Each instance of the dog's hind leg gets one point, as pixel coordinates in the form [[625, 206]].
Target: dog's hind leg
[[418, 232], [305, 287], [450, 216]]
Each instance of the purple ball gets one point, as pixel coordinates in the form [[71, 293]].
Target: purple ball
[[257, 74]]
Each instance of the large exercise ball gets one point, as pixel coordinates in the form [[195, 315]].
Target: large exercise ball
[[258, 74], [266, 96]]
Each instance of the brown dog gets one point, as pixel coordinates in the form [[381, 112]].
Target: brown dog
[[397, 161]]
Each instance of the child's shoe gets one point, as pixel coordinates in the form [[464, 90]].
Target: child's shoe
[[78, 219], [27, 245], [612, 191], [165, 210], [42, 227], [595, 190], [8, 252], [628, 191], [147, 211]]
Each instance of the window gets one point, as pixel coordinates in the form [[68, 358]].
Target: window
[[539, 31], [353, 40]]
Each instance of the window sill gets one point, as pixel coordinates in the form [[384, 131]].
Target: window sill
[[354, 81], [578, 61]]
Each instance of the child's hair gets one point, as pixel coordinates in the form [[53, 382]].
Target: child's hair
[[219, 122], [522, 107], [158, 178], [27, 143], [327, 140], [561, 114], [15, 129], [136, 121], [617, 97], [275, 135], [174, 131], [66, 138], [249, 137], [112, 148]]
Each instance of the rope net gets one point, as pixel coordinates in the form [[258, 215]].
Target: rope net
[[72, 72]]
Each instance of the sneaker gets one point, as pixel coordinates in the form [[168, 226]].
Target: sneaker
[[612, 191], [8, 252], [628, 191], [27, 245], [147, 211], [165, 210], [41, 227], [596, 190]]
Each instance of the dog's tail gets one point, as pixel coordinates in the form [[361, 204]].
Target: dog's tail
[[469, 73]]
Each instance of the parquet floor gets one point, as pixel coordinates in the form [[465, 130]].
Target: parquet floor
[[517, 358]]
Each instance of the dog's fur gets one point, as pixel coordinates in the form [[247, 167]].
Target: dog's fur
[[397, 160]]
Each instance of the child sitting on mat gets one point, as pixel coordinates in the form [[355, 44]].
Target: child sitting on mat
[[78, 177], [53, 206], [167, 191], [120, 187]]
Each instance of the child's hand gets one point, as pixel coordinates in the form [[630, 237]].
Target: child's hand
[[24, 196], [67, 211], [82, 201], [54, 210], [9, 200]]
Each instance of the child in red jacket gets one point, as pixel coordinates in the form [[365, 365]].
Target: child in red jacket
********************
● **GOAL**:
Quote all of the records above word for word, keeping each line as it appears.

● **TASK SOLUTION**:
Each instance of the dog's hind leg gets one point, as pixel coordinates in the form [[625, 206]].
Target: dog's hind leg
[[418, 232], [305, 287], [450, 216]]
Each instance of the purple ball gets one point, as pixel coordinates in the form [[71, 293]].
Target: purple ball
[[257, 74]]
Each instance of the large exercise ball gets one point, as pixel coordinates in the form [[195, 315]].
Target: large exercise ball
[[258, 74], [266, 96]]
Each instance of the brown dog gets one point, as pixel coordinates in the form [[381, 112]].
Target: brown dog
[[397, 161]]
Each instance of the child's shoe gets one point, as pixel coordinates in the form [[464, 90]].
Target: child's shoe
[[78, 219], [27, 245], [612, 191], [165, 210], [42, 227], [595, 190], [8, 252], [628, 191], [147, 211]]
Each instance of the window gets one point, as pixel coordinates in the form [[68, 358]].
Target: window
[[539, 31], [353, 40]]
Each instance of the window sill gets one point, as pixel coordinates in the form [[384, 131]].
Target: window sill
[[354, 81], [578, 61]]
Each instance of the child's hair gets one point, as pixel coordinates in the form [[53, 382]].
Target: child's hair
[[219, 122], [522, 107], [158, 178], [27, 143], [327, 140], [561, 114], [15, 129], [136, 121], [617, 97], [275, 135], [174, 131], [66, 138], [249, 137], [112, 148]]
Each instance of the rope net gets one point, as pixel coordinates in the form [[258, 215]].
Target: rope net
[[72, 72]]
Each instance of the sneaker gets one point, as pixel coordinates in the form [[168, 226]].
Target: sneaker
[[612, 191], [8, 252], [628, 191], [27, 245], [147, 211], [165, 210], [41, 227], [596, 190]]
Each instance of the dog's tail gets one point, as pixel coordinates in the form [[361, 204]].
Target: dog's tail
[[469, 73]]
Each instance of the parquet floor gets one point, as pixel coordinates in the form [[465, 130]].
Target: parquet floor
[[517, 358]]
Each instance of the dog's fur gets one point, as pixel coordinates in the form [[247, 167]].
Target: dog's fur
[[397, 160]]
Each instance of the child sitting on mat gets one point, as pixel coordinates in the form [[355, 44]].
Target: child sitting on mat
[[78, 177], [53, 206], [167, 191], [120, 187]]
Each instance of the child's hand gets one point, as pixel coordinates in the form [[630, 237]].
Target: child's hand
[[24, 196], [67, 211], [82, 201], [54, 210], [9, 200]]
Each instance of the child in red jacket gets one point, as pixel coordinates in the form [[365, 365]].
Target: child in red jacket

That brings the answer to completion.